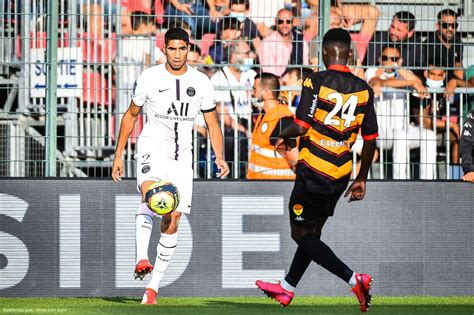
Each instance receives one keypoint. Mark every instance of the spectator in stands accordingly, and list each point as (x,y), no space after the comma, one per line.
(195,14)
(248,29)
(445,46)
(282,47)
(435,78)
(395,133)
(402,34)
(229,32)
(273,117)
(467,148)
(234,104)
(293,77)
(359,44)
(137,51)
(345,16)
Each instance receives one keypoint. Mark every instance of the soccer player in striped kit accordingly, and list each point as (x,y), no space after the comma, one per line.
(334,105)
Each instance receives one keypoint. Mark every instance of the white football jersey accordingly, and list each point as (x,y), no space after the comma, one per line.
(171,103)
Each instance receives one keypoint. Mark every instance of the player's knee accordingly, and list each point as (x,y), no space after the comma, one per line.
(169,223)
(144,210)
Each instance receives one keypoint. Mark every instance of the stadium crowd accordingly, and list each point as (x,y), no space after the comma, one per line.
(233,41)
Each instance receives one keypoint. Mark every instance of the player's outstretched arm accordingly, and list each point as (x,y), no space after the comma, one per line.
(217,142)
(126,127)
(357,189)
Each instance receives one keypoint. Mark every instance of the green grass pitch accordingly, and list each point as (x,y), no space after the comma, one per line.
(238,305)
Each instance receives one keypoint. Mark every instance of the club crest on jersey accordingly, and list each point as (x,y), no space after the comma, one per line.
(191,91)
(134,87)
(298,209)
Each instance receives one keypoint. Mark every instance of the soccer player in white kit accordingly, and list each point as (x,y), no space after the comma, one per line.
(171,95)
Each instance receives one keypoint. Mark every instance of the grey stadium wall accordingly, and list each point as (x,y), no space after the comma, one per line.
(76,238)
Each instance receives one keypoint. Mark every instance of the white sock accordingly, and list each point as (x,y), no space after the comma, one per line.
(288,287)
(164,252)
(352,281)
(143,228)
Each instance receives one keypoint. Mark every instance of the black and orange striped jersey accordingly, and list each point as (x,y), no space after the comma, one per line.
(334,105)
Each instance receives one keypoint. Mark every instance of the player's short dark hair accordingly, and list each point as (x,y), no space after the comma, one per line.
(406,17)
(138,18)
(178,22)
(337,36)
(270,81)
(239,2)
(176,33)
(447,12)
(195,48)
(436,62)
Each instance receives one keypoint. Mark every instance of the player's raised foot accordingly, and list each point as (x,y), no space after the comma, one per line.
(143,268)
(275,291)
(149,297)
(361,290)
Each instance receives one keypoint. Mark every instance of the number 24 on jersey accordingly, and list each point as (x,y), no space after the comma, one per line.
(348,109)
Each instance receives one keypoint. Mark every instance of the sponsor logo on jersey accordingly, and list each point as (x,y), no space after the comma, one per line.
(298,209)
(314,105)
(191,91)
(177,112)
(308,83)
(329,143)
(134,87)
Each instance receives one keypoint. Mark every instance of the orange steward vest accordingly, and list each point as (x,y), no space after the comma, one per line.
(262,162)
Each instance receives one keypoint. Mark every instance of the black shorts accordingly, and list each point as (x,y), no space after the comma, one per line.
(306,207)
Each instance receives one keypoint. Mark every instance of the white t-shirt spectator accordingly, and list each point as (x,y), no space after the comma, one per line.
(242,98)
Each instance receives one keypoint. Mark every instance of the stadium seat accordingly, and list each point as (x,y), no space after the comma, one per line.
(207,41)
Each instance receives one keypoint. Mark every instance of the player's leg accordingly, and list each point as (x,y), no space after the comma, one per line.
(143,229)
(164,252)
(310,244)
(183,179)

• • • • • • •

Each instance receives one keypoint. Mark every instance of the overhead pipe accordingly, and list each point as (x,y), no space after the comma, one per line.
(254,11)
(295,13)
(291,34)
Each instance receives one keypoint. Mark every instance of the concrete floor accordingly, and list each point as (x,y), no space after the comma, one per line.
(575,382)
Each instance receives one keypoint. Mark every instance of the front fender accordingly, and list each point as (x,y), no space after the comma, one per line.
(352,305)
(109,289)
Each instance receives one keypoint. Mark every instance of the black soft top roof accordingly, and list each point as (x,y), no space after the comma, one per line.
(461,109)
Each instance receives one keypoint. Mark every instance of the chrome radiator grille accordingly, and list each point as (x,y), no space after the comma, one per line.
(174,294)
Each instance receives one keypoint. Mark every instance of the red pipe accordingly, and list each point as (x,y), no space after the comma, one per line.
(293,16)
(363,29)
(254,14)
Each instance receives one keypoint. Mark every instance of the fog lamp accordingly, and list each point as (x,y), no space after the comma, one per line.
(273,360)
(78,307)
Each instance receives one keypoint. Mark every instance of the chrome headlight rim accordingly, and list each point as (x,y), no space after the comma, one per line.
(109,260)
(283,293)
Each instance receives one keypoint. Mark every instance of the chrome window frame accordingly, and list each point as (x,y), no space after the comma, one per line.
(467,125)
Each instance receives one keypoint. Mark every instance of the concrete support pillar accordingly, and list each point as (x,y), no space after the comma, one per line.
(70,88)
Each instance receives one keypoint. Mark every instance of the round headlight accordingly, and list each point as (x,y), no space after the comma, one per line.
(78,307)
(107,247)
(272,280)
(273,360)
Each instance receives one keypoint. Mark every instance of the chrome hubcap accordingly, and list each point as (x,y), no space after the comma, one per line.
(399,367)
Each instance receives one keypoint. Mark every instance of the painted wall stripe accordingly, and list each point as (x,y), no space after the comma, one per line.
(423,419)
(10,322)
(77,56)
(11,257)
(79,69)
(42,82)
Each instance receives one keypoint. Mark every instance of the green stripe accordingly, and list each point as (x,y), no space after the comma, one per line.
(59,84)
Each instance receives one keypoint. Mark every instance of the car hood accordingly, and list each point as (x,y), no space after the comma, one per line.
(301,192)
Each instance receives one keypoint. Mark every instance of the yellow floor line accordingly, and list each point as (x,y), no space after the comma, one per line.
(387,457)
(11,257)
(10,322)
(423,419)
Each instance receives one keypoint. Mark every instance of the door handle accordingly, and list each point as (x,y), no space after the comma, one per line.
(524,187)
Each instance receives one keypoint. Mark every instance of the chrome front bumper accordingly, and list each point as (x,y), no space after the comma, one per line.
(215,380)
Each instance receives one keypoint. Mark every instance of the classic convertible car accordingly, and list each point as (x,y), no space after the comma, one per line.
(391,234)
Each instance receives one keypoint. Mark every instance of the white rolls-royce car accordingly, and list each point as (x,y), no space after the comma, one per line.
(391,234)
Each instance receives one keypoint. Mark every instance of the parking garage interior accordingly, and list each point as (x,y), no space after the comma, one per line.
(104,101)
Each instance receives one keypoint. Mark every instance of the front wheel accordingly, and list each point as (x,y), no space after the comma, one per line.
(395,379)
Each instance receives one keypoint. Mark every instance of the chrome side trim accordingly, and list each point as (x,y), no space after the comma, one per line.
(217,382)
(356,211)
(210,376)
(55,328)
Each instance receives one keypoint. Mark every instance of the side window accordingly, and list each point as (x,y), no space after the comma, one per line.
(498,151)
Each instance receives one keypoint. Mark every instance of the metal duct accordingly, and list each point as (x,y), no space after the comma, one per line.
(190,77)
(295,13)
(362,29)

• • • • • • •

Collect every line in the two blocks above that contains the word "headlight", treating uppercase and lowercase as different. Copy each such line in full.

● **OUTPUT FOR THIS TASK**:
Each instance receives one keypoint. Mark every instance of the chrome headlight rim accordingly, and list each point as (x,y), no space after the comma, one per line.
Each instance receives one keypoint. Mark every instance of the round headlight accordingly, and list each point as (x,y), no space after the comma, one per line.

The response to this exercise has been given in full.